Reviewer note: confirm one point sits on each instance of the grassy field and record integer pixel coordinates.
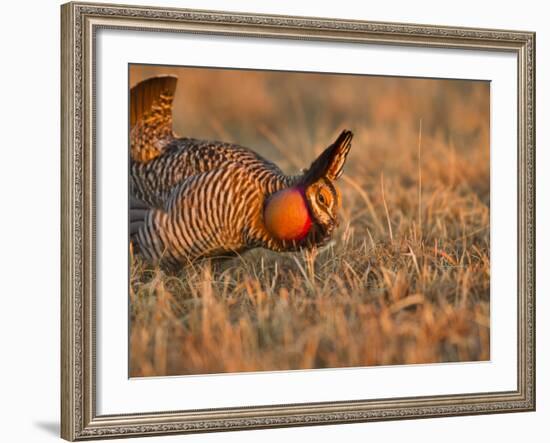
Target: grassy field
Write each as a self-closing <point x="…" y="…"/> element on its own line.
<point x="405" y="278"/>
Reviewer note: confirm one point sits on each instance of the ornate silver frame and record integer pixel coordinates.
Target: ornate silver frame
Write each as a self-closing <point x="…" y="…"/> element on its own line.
<point x="79" y="420"/>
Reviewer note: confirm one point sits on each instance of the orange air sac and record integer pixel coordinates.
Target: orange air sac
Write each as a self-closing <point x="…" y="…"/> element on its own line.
<point x="286" y="215"/>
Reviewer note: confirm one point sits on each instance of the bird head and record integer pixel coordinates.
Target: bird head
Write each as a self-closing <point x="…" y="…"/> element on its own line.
<point x="307" y="213"/>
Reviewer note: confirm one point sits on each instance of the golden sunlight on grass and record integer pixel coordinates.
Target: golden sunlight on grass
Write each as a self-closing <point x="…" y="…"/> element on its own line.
<point x="405" y="278"/>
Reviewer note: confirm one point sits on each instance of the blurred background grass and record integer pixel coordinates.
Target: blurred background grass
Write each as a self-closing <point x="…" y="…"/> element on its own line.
<point x="405" y="279"/>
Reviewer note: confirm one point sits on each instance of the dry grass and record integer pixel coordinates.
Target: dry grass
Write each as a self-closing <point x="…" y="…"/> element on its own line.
<point x="406" y="277"/>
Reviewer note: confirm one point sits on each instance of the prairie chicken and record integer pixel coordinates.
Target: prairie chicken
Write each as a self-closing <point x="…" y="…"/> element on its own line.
<point x="193" y="198"/>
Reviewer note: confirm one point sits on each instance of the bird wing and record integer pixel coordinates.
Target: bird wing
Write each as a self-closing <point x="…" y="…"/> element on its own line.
<point x="151" y="117"/>
<point x="200" y="218"/>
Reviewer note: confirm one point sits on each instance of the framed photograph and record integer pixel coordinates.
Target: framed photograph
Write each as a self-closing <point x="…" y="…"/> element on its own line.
<point x="282" y="221"/>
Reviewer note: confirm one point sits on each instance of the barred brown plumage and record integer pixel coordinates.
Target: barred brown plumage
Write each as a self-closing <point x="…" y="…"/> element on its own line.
<point x="194" y="198"/>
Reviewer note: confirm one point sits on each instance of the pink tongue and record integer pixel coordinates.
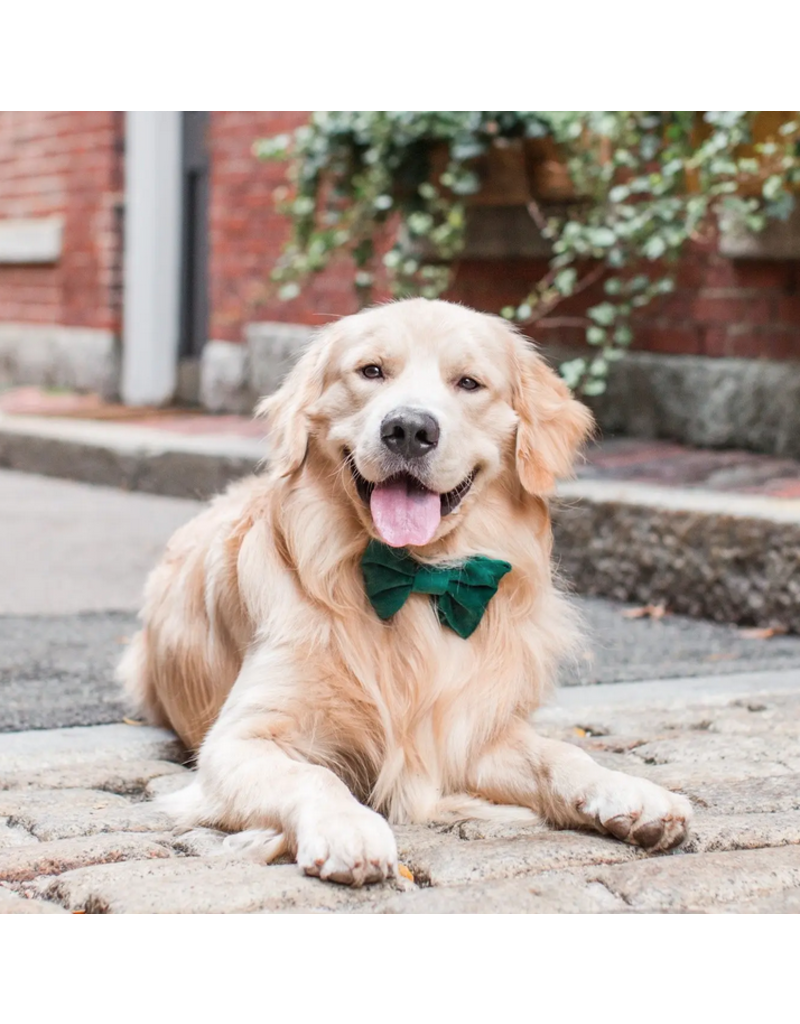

+ + + + +

**What the task requires:** All of the records above should be reproduced exactly, with the pictures left out.

**Written solution:**
Reviewer note: confirm one point sits on each instance of the grassy field and record integer pixel coordinates.
Target: grassy field
Write each as a self-closing <point x="…" y="…"/> element on its own line.
<point x="405" y="278"/>
Reviewer note: confirm one point sits on each instance of the ornate silver frame and record integer pixel coordinates.
Target: ornate silver frame
Write each as a self-closing <point x="…" y="…"/> element on its own line.
<point x="79" y="420"/>
Reviewer note: confirm one point sits on each instance of the orange air sac and record integer pixel coordinates.
Target: orange air sac
Write each as a self-closing <point x="…" y="…"/> element on its own line.
<point x="286" y="215"/>
Reviewer note: confirm one point sits on each instance of the bird head and record integer pixel coordinates.
Target: bird head
Write each as a self-closing <point x="…" y="…"/> element on its own line.
<point x="307" y="213"/>
Reviewer note: confirm one point sits on each instance of the golden sunlight on grass and record integer pixel coordinates.
Target: golden sunlight on grass
Write each as a self-closing <point x="…" y="…"/> element on its own line.
<point x="405" y="278"/>
Reviewer note: confirm one point sits on each instance of the blurred background grass and record integer pixel coordinates.
Target: blurred background grass
Write each as a self-closing <point x="…" y="…"/> element on its own line.
<point x="405" y="279"/>
Reviewer note: confirm one point sits on each instance of the dry grass and record integer pixel coordinates.
Target: dry grass
Write each as a self-closing <point x="…" y="…"/> element on its own line.
<point x="406" y="277"/>
Reviewer note: confirm one point sits on each instance of the prairie chicken and record integer pixel coordinates.
Target: prairie chicken
Write each as a self-closing <point x="…" y="…"/> element on its own line.
<point x="193" y="198"/>
Reviewer note: confirm one point sits on each instance of the bird wing and record integer pixel coordinates.
Target: bird wing
Write each as a self-closing <point x="…" y="…"/> element on its own line.
<point x="151" y="117"/>
<point x="200" y="218"/>
Reviewer note: confirm one point sits on each instance of the framed photograph and record integer pixel coordinates.
Target: framed photograph
Write each as a self-closing <point x="…" y="…"/> element on its own line.
<point x="282" y="221"/>
Reviewer note: confirm one point sits on each instance of the barred brown plumage and record integer pixel coordinates.
Target: barred brown plumage
Write each as a self-closing <point x="…" y="…"/> element on its own line.
<point x="194" y="198"/>
Reviewer note: confirm one point sits on each instance of the pink tongue and record integer pixel coordinates.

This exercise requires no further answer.